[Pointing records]
#####

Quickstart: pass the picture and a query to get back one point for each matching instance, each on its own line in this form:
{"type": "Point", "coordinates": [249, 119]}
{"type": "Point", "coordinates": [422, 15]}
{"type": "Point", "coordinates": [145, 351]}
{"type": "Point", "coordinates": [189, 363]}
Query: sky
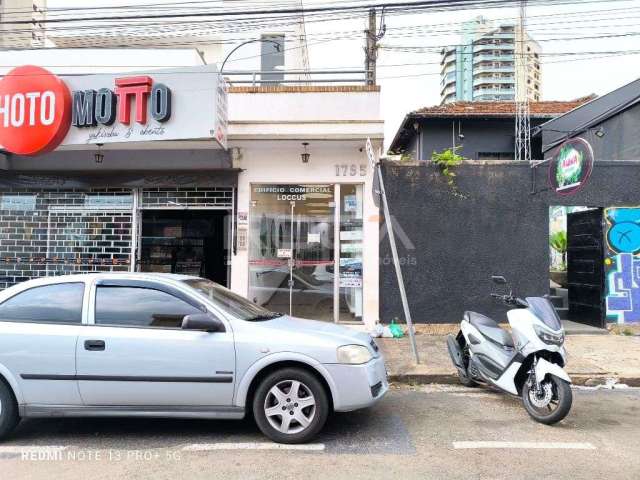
{"type": "Point", "coordinates": [410, 79]}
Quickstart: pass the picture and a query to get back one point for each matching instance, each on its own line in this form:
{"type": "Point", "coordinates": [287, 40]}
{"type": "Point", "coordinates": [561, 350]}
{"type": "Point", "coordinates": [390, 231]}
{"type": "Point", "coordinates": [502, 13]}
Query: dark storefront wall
{"type": "Point", "coordinates": [479, 136]}
{"type": "Point", "coordinates": [498, 227]}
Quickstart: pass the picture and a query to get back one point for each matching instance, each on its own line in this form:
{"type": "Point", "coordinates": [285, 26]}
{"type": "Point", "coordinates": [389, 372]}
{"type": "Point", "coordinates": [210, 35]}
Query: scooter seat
{"type": "Point", "coordinates": [490, 329]}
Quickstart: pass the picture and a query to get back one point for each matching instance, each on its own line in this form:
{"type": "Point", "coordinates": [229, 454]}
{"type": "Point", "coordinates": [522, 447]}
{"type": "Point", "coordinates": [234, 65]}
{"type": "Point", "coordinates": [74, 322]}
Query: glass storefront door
{"type": "Point", "coordinates": [293, 252]}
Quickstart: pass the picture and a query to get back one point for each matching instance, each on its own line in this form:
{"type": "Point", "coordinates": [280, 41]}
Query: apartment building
{"type": "Point", "coordinates": [487, 62]}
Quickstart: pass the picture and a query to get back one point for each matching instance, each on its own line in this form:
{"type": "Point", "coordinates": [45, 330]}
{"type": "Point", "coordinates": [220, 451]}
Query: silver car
{"type": "Point", "coordinates": [161, 345]}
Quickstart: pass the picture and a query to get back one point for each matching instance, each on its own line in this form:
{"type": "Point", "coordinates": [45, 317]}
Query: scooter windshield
{"type": "Point", "coordinates": [544, 310]}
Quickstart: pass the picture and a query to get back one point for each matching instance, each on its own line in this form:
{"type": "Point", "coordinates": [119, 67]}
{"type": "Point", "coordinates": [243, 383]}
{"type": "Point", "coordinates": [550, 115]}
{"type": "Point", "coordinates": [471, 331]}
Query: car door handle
{"type": "Point", "coordinates": [94, 345]}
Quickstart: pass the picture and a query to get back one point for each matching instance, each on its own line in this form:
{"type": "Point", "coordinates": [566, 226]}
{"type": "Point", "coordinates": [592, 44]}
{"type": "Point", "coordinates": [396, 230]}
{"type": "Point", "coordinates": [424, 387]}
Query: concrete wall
{"type": "Point", "coordinates": [450, 244]}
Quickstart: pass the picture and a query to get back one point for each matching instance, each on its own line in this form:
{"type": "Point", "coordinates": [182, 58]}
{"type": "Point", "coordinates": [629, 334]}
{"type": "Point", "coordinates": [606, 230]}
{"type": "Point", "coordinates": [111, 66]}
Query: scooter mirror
{"type": "Point", "coordinates": [499, 280]}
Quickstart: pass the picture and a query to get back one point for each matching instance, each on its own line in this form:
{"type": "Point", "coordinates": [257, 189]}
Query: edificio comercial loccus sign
{"type": "Point", "coordinates": [570, 166]}
{"type": "Point", "coordinates": [40, 111]}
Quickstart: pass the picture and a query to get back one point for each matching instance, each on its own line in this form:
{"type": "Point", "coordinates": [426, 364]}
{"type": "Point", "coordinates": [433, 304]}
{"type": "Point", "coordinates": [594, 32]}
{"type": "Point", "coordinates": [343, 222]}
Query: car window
{"type": "Point", "coordinates": [58, 303]}
{"type": "Point", "coordinates": [140, 307]}
{"type": "Point", "coordinates": [230, 302]}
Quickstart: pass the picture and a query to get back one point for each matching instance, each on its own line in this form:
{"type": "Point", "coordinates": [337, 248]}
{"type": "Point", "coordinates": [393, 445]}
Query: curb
{"type": "Point", "coordinates": [587, 380]}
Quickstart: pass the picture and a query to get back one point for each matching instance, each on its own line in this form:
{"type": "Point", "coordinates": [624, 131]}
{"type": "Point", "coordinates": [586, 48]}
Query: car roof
{"type": "Point", "coordinates": [88, 277]}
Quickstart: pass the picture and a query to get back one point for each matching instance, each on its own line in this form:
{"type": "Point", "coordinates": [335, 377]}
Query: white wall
{"type": "Point", "coordinates": [279, 162]}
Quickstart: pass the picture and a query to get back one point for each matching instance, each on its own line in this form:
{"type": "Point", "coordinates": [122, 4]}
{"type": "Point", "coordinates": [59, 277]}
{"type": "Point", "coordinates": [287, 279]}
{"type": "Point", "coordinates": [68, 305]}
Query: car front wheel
{"type": "Point", "coordinates": [290, 406]}
{"type": "Point", "coordinates": [8, 411]}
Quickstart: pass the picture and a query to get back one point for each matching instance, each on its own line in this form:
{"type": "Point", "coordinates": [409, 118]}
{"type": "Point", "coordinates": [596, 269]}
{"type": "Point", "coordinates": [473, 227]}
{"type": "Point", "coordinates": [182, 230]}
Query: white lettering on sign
{"type": "Point", "coordinates": [32, 107]}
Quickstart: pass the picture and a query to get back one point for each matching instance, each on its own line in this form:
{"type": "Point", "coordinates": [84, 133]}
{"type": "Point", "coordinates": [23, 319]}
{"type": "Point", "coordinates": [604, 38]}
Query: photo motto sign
{"type": "Point", "coordinates": [40, 111]}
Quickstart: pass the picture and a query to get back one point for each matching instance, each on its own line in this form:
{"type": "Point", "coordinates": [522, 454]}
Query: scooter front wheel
{"type": "Point", "coordinates": [551, 403]}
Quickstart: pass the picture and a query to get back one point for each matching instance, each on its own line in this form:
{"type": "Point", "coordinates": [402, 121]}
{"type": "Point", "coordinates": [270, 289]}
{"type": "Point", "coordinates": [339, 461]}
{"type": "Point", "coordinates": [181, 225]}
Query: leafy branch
{"type": "Point", "coordinates": [446, 161]}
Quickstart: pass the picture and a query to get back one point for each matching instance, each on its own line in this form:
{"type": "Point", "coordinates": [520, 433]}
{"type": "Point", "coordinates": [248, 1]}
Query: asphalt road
{"type": "Point", "coordinates": [415, 432]}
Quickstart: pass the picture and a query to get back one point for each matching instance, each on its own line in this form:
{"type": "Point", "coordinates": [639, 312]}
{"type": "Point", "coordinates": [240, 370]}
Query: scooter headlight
{"type": "Point", "coordinates": [549, 336]}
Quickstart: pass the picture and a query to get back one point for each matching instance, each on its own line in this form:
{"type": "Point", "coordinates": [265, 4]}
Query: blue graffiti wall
{"type": "Point", "coordinates": [622, 264]}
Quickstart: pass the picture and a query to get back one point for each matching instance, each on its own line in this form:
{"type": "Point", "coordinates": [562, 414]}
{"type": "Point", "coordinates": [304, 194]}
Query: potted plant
{"type": "Point", "coordinates": [558, 241]}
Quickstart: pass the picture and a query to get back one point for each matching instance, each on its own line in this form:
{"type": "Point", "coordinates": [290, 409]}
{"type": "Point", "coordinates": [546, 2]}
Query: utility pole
{"type": "Point", "coordinates": [523, 127]}
{"type": "Point", "coordinates": [371, 49]}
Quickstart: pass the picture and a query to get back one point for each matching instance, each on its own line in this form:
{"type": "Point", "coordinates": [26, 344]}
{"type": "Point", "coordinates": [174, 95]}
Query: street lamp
{"type": "Point", "coordinates": [245, 43]}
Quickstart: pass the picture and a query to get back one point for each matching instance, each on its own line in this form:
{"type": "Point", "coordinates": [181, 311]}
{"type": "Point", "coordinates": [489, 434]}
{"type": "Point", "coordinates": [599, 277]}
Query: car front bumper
{"type": "Point", "coordinates": [358, 386]}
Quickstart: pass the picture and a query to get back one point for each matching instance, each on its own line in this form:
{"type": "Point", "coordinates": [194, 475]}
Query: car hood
{"type": "Point", "coordinates": [338, 333]}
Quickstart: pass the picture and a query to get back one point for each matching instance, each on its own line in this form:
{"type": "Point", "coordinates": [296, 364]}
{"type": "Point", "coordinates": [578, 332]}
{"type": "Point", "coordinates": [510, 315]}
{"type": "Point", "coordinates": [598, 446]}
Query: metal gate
{"type": "Point", "coordinates": [585, 267]}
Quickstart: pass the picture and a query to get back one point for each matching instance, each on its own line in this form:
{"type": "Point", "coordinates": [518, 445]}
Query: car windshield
{"type": "Point", "coordinates": [230, 302]}
{"type": "Point", "coordinates": [543, 309]}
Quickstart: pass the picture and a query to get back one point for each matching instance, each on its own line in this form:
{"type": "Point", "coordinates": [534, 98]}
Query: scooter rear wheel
{"type": "Point", "coordinates": [464, 377]}
{"type": "Point", "coordinates": [550, 405]}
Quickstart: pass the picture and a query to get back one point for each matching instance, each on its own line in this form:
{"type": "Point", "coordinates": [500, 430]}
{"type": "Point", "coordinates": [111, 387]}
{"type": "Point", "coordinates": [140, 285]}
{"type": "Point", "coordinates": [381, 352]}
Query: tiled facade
{"type": "Point", "coordinates": [55, 232]}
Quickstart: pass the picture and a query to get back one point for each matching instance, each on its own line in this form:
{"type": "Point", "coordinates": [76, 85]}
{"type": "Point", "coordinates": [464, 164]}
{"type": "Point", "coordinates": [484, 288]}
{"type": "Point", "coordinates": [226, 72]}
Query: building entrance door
{"type": "Point", "coordinates": [292, 251]}
{"type": "Point", "coordinates": [585, 267]}
{"type": "Point", "coordinates": [305, 252]}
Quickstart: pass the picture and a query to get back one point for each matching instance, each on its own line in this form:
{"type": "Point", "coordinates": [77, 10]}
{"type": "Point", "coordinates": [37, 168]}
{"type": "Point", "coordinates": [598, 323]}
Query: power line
{"type": "Point", "coordinates": [389, 6]}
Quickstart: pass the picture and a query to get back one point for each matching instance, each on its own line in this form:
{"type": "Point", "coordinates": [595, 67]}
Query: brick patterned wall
{"type": "Point", "coordinates": [187, 197]}
{"type": "Point", "coordinates": [54, 232]}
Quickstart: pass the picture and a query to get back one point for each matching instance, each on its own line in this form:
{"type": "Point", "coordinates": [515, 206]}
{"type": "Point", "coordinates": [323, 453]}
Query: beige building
{"type": "Point", "coordinates": [487, 63]}
{"type": "Point", "coordinates": [22, 35]}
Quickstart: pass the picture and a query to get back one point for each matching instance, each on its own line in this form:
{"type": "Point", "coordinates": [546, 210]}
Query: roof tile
{"type": "Point", "coordinates": [464, 109]}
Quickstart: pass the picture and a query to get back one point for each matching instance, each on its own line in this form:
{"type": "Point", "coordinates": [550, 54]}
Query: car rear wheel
{"type": "Point", "coordinates": [290, 406]}
{"type": "Point", "coordinates": [8, 411]}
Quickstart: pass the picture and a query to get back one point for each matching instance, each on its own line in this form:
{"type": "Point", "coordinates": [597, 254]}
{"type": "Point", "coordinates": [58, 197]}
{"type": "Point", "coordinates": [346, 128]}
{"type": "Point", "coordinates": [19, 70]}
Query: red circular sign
{"type": "Point", "coordinates": [35, 110]}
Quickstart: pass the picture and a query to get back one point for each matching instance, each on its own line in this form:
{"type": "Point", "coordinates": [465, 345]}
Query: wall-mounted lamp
{"type": "Point", "coordinates": [305, 155]}
{"type": "Point", "coordinates": [98, 156]}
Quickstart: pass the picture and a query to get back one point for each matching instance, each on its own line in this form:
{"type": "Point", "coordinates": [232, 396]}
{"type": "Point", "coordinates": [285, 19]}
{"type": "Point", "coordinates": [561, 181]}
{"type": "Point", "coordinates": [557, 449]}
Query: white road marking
{"type": "Point", "coordinates": [31, 449]}
{"type": "Point", "coordinates": [525, 445]}
{"type": "Point", "coordinates": [203, 447]}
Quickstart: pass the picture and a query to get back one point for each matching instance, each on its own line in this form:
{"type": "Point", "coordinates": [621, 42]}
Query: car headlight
{"type": "Point", "coordinates": [548, 336]}
{"type": "Point", "coordinates": [354, 354]}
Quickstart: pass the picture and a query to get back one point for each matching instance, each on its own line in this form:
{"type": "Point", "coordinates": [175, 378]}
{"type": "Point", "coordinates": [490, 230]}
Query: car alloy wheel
{"type": "Point", "coordinates": [290, 406]}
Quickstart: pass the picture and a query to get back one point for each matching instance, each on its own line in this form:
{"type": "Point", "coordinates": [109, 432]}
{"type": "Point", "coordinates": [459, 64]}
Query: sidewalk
{"type": "Point", "coordinates": [592, 360]}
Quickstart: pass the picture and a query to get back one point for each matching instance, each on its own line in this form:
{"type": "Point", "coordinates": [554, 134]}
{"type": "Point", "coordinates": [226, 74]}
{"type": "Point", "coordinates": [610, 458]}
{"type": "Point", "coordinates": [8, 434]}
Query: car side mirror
{"type": "Point", "coordinates": [499, 279]}
{"type": "Point", "coordinates": [204, 322]}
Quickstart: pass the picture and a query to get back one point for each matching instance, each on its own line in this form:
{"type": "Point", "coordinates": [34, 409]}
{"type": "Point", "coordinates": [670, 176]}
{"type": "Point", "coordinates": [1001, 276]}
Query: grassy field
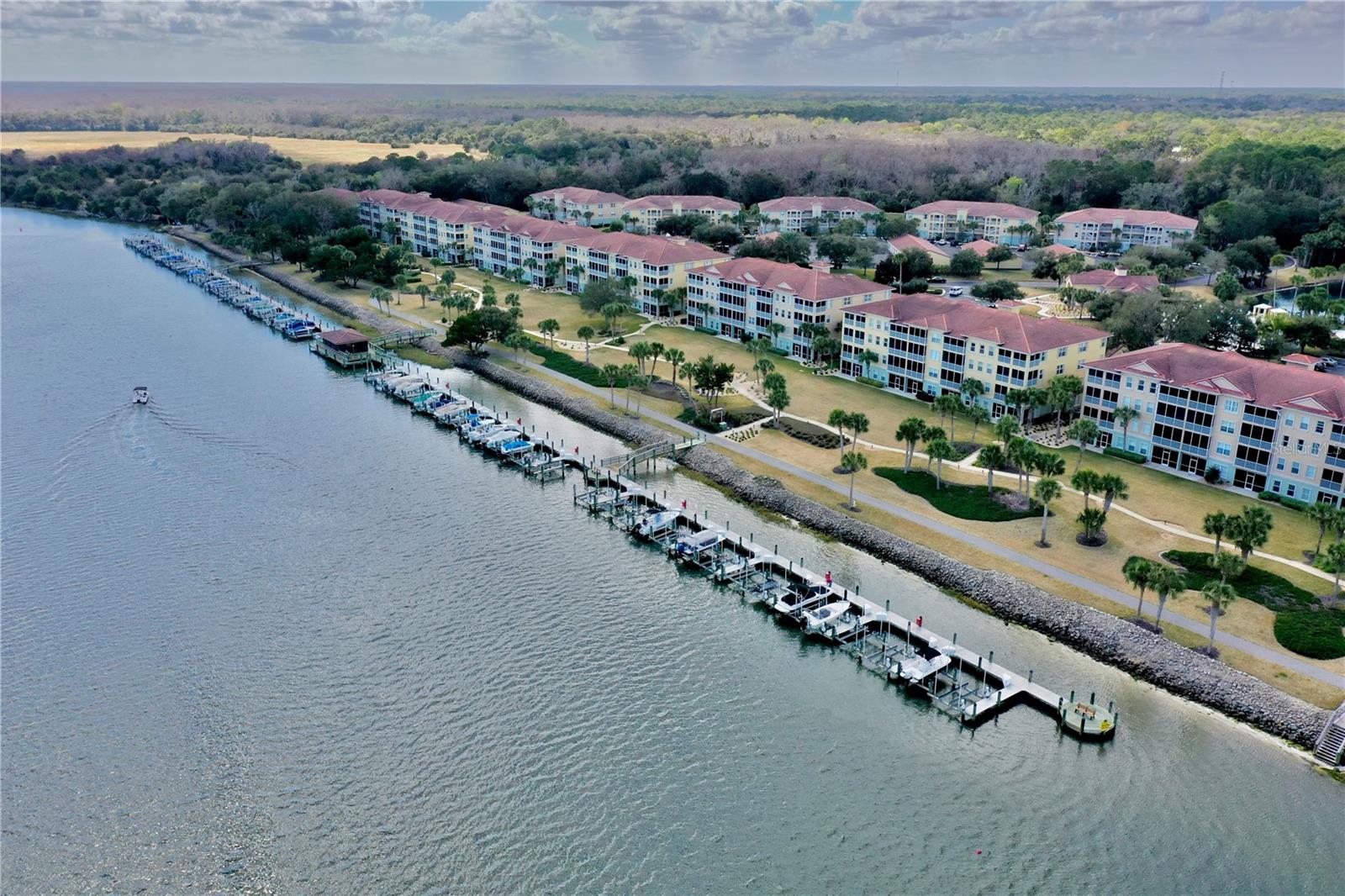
{"type": "Point", "coordinates": [306, 150]}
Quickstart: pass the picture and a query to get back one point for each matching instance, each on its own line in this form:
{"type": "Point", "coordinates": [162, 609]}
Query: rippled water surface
{"type": "Point", "coordinates": [273, 634]}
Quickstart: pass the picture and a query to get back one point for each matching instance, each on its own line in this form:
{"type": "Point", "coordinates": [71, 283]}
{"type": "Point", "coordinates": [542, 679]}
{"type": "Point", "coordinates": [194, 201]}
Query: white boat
{"type": "Point", "coordinates": [657, 522]}
{"type": "Point", "coordinates": [499, 437]}
{"type": "Point", "coordinates": [916, 670]}
{"type": "Point", "coordinates": [694, 544]}
{"type": "Point", "coordinates": [814, 619]}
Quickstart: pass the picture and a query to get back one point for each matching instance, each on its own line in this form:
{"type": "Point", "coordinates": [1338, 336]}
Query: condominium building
{"type": "Point", "coordinates": [658, 264]}
{"type": "Point", "coordinates": [646, 212]}
{"type": "Point", "coordinates": [1263, 425]}
{"type": "Point", "coordinates": [1118, 280]}
{"type": "Point", "coordinates": [793, 214]}
{"type": "Point", "coordinates": [999, 222]}
{"type": "Point", "coordinates": [427, 225]}
{"type": "Point", "coordinates": [746, 296]}
{"type": "Point", "coordinates": [578, 205]}
{"type": "Point", "coordinates": [928, 345]}
{"type": "Point", "coordinates": [1095, 228]}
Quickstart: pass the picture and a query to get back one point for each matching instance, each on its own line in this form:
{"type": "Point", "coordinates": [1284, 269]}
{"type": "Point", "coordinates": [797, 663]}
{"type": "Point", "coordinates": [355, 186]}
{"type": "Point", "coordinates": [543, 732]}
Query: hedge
{"type": "Point", "coordinates": [963, 502]}
{"type": "Point", "coordinates": [1315, 634]}
{"type": "Point", "coordinates": [1293, 503]}
{"type": "Point", "coordinates": [1133, 456]}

#####

> _Short exercise_
How many lines of the material above contain the string "headlight"? Reply with the number alone.

> _Result_
2